• Data excerpts:
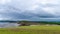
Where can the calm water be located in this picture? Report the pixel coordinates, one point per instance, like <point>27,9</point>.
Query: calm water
<point>6,24</point>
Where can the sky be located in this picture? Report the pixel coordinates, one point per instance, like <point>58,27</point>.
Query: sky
<point>37,9</point>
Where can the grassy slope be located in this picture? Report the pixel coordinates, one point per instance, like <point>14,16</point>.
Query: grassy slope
<point>31,30</point>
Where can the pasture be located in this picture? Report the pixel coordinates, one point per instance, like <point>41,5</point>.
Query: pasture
<point>31,30</point>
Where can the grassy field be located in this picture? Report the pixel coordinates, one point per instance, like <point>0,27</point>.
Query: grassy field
<point>31,30</point>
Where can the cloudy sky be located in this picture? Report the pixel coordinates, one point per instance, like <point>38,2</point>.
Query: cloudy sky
<point>30,9</point>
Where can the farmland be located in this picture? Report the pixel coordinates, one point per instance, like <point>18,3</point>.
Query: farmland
<point>43,29</point>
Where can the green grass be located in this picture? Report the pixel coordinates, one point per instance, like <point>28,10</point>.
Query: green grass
<point>31,30</point>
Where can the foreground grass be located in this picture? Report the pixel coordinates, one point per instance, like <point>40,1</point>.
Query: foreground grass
<point>31,30</point>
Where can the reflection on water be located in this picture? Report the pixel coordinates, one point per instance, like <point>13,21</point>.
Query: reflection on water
<point>6,24</point>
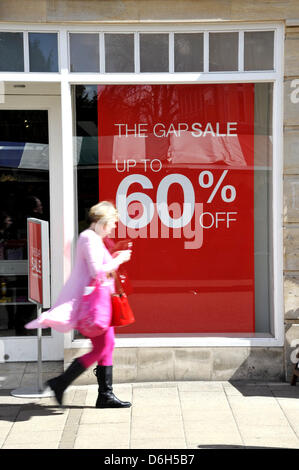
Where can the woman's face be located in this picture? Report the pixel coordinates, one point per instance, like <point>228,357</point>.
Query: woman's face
<point>106,229</point>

• About this task:
Repeat the records above word for word. Pictures stay out of the copy.

• Task answer:
Where can the calm water be located in this picture? Report the pixel coordinates, one point per instance, like <point>27,9</point>.
Query: calm water
<point>6,24</point>
Where can the sky be located in this picture? Report the pixel coordinates, one point per instance, like <point>58,27</point>.
Query: sky
<point>37,9</point>
Where can the grassy slope be located in this picture? Report the pixel coordinates, one point per instance, like <point>14,16</point>.
Query: grassy slope
<point>31,30</point>
Where can the pasture be located in this picture? Report the pixel coordinates, one point per instance, like <point>41,5</point>.
Query: pasture
<point>31,30</point>
Where can the grassy field be located in this picture? Report the pixel coordinates, one point per instance, like <point>0,27</point>.
Query: grassy field
<point>31,30</point>
Where can the cloudy sky be located in this picture? Report the pixel coordinates, one point per instance, like <point>38,2</point>.
Query: cloudy sky
<point>30,9</point>
Where can the farmland be located in this picture? Report the pixel coordinates, one point per instance, like <point>18,3</point>.
Query: farmland
<point>43,29</point>
Where can the green grass be located in this picture? Report the pixel coordinates, one point per instance, like <point>28,10</point>.
Query: green grass
<point>31,30</point>
Where can the foreground grass be located in this picture? Report the pixel coordinates, one point per instance, like <point>40,1</point>.
Query: foreground grass
<point>31,30</point>
Where can the reflection on water be located in this picture? Report the pixel coordinates, one point per instance, like <point>13,21</point>.
Query: reflection on water
<point>6,24</point>
Where can the woman's face be located in this picture? Report the pixel coordinates, one point per instance, like <point>228,357</point>.
Query: woman's face
<point>106,229</point>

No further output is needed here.